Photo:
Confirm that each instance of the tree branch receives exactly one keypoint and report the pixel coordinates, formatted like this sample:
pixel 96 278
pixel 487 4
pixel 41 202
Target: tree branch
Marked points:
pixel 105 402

********

Render every line of the rows above as a Markdown table with the columns Number and Entry. Number the lines in order and omit any blank ones.

### [EXERCISE OUTPUT]
| Number | Entry |
|---|---|
| 1 | Photo: |
| 2 | Confirm that each instance of the tree branch receives exactly one keypoint and report the pixel coordinates, formatted like this sample: |
| 3 | pixel 96 278 |
| 4 | pixel 487 4 |
| 5 | pixel 41 202 |
| 6 | Target: tree branch |
| 7 | Marked points: |
| 8 | pixel 105 402 |